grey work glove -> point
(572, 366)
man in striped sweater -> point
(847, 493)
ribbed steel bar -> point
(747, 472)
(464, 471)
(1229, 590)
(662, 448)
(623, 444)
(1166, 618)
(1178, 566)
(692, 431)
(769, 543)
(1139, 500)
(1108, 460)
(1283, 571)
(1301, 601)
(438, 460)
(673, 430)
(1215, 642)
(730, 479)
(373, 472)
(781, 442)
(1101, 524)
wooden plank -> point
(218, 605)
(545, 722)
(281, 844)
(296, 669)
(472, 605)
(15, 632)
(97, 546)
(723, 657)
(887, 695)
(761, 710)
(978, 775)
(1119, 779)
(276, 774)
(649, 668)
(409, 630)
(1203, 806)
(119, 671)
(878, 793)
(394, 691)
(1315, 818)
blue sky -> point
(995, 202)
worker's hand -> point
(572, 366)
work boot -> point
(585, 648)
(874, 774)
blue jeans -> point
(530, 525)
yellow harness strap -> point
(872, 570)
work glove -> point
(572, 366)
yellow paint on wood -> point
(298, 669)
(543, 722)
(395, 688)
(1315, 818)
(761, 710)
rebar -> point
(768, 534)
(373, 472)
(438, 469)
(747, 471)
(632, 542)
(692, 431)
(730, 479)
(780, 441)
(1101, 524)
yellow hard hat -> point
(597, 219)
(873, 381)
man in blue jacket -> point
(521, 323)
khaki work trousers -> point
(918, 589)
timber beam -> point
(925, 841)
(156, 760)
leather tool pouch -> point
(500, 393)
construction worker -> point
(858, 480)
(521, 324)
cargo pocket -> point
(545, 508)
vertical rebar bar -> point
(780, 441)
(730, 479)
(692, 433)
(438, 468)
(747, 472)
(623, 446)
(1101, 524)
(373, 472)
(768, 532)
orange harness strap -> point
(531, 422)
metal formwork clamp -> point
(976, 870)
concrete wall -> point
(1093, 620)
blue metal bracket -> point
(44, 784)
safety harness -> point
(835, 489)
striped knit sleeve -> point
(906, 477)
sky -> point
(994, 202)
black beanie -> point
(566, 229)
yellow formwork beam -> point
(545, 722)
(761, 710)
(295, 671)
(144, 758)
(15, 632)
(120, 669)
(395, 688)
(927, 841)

--

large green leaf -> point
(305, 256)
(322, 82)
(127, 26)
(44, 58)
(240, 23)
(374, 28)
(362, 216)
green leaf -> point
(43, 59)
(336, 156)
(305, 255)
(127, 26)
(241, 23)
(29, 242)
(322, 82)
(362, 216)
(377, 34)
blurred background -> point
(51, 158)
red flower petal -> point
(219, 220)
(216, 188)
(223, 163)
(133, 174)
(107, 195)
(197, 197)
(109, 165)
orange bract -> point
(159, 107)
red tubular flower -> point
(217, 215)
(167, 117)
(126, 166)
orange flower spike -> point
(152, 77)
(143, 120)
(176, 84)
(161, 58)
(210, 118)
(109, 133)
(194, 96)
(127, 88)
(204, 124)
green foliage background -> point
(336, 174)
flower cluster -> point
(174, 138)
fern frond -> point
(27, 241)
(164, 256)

--

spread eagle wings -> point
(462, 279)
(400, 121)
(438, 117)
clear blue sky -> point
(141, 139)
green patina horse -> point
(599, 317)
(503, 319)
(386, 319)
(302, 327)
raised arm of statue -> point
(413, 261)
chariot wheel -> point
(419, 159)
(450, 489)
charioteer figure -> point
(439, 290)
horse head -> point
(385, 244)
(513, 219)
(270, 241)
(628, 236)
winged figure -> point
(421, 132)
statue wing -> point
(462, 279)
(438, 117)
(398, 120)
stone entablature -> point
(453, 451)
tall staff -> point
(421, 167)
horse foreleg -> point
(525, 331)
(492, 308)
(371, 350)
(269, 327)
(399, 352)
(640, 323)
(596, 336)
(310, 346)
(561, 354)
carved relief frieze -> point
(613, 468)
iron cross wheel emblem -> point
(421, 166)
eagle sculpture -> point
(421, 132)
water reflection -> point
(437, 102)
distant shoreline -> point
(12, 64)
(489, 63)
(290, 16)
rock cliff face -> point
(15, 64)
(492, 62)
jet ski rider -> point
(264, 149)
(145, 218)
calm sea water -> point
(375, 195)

--

> **Task description**:
Show each line of the rows above that contains the string "formwork".

> **Result of this task**:
metal formwork clamp -> point
yellow formwork beam -> point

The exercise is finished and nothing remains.